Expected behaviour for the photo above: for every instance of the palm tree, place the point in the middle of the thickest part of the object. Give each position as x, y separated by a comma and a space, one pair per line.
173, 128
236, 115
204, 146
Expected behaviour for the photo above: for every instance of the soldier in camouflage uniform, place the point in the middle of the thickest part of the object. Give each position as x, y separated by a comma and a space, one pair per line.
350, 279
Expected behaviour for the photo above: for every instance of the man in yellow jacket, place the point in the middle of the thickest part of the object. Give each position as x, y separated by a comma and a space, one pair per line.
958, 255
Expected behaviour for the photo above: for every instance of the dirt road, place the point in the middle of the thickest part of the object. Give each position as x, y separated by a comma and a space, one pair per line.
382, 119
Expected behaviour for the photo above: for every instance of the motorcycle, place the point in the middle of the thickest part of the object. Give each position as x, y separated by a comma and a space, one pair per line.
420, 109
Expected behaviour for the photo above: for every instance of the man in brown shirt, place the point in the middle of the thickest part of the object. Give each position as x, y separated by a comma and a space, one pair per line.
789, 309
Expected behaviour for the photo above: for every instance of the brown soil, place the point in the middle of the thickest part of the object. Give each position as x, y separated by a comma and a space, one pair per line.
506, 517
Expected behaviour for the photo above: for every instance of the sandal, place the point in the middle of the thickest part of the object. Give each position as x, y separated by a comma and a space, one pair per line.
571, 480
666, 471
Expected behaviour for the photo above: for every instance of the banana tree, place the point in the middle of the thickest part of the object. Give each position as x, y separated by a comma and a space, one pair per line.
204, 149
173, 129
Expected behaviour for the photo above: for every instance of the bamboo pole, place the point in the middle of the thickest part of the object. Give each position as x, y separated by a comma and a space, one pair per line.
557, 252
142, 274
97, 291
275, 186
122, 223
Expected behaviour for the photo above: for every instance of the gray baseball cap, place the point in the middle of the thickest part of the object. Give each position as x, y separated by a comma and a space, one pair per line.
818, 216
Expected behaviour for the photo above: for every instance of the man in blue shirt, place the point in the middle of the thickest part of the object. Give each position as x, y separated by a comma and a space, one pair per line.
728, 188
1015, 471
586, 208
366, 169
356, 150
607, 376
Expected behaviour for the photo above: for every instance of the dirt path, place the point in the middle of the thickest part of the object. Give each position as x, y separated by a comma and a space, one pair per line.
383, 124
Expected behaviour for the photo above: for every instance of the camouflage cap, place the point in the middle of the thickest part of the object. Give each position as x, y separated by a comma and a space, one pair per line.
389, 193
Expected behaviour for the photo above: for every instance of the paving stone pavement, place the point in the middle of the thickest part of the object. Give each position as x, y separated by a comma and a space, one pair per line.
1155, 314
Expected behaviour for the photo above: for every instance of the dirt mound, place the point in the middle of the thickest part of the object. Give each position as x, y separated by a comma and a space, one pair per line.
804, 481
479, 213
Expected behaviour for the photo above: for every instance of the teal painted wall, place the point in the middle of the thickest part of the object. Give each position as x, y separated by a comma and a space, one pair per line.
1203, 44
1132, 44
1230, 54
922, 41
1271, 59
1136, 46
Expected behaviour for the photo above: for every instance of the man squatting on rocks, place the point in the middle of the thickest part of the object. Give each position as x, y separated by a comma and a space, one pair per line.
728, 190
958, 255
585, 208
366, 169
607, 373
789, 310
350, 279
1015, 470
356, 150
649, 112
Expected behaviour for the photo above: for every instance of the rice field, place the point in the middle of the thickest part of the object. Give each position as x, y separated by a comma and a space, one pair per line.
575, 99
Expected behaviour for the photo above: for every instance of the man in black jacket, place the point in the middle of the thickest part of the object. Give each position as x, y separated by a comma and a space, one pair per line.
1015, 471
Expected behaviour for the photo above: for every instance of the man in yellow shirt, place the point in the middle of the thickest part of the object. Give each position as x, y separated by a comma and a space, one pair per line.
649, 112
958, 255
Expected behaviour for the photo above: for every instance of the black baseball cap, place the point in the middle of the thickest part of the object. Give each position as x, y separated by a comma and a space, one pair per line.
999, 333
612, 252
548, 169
━━━
From the first line to the last, return the listing exactly.

__Your solution__:
Expected behaviour for the photo above: for every instance of the palm tree, place the point in the middle of the thickest part of the object. Give each position as x, y separated by a comma and a space, one pair per line.
173, 128
236, 115
204, 146
Expected behaviour for the photo above: for every instance of the soldier in camouflage uniform, place the point in the middle of the thickest part of the object. Give each position as x, y separated by a comma and a space, one pair per line.
350, 279
Expected behaviour for the photo above: for every instance of the man in yellow jacket, place the point in the middle of the thickest part of the object. Give each position as x, y separated by a comma and a space, one pair per line.
958, 255
Expected behaviour for the photo above: for every instance of the dirt road, place the point in the middle of the thickest part of the object. Give each position as x, y separated by a comma and a space, one pair per line.
382, 119
Expected behaviour for the photo above: for every instance of the motorcycle, place the point in the middle of the thickest part of the object. Give each position as x, y separated by a comma and a space, one pair per line.
420, 109
Expected behaviour for the photo above: for every instance of the man in brown shirt, place the point in the middle of the thickest part of the object. Give each position as x, y separated by a comma and a space, one pair per line.
789, 309
Expected behaviour for the photo above: for every instance of the brown soil, place the point in the middle of the thickest part of the object. Give each position as x, y separated by a comma and a space, one pair per line.
506, 517
Expected behaviour for the photo above: for every instance of the sandal, place the point in the middle of the thickest part of the object. Give each position as x, y separated by a comma and a space, one pair per line.
571, 480
666, 471
Expected behaviour for the photo above: for every instance of the banana tree, place the point in the middle of the thickest part of the object. Give each position as x, y separated by a comma and a space, one pair per line.
204, 149
173, 129
Expected behaviour for the photo above: for every instance of the bamboo pole, place the point in the middle of the thickest part of the object. Give each position as x, y separated by a comma and a space, one pair per line.
557, 252
142, 274
97, 291
275, 186
122, 223
Expected behaviour for the photo above: for every instance of the gray baseball cap, place the point in the middle of the thickest part of the object. Give each position as x, y separated by a comma and a space, one pair per line.
818, 216
Expected behaviour for the photo above: for every instance of the man in blue shirt, place the point in the middle of the thickest part of the object. Give each position as x, y separated by a comma and a space, one pair per line.
728, 188
1015, 471
586, 208
366, 169
356, 150
607, 376
Expected behaviour for the photo above: for every instance of the dirt path, place the point in the middle of the thickest part of the object. Give each position as x, y separated by a comma and a space, one pair per line.
383, 124
Expected behaviour for the photo above: for every instance of the camouflage cap, place the point in the middle of the thickest part of the object. Give each position as x, y separated by a comma and a space, one pair per line.
389, 193
Expected behaviour for the photo above: for every instance of the paving stone pavement, place the point in the middle of the thickest part of the object. Give each position as x, y separated by a comma and a space, one pair per line.
1155, 314
Expected behaviour for the photo above: for every instance of the dirt mound, place the point in the middle of the thickest part of the object. Give each position as x, y separated by a comma and a space, one pair per line.
804, 481
479, 213
Expected behaviour for the photo above: for every instance of the teal painted wall, place the point in the middle of the thickest part of the object. Give each position as x, y separated by a comma and a space, one pair per line.
1203, 44
1132, 44
1230, 54
922, 41
1271, 59
1136, 46
Expected behaviour for the photo above: for every instance of the man squatting on rocks, place the point in the middle of the thickest part of the object. Give each position as x, y separated by a comma and a space, one pair per line.
728, 190
958, 255
585, 208
366, 169
607, 373
789, 310
350, 279
1015, 470
356, 150
649, 112
Expected behaviour for the photo above: for every instance of the rice field, place the point in the middle of the thickest part of the object. Give each position as x, y separated by a comma and a space, one pair per line.
575, 99
Expected behaviour for the photo above: for every instance of the man in black jacket, place the point in the middle of the thickest part of the object. Give each position as x, y separated by a comma and a space, one pair per line.
1015, 471
Expected behaviour for the photo above: for every instance of the man in yellow shirt, place the point in the middle of the thickest part of the object. Give each position as x, y separated by a comma and a space, one pair per line.
649, 112
958, 255
Expected behaviour for the photo above: for every instance of the black baseball cap, place the point in the middle of the thickest part of the object. Give each position as x, y separated by a comma and a space, one pair per line.
999, 333
612, 252
548, 169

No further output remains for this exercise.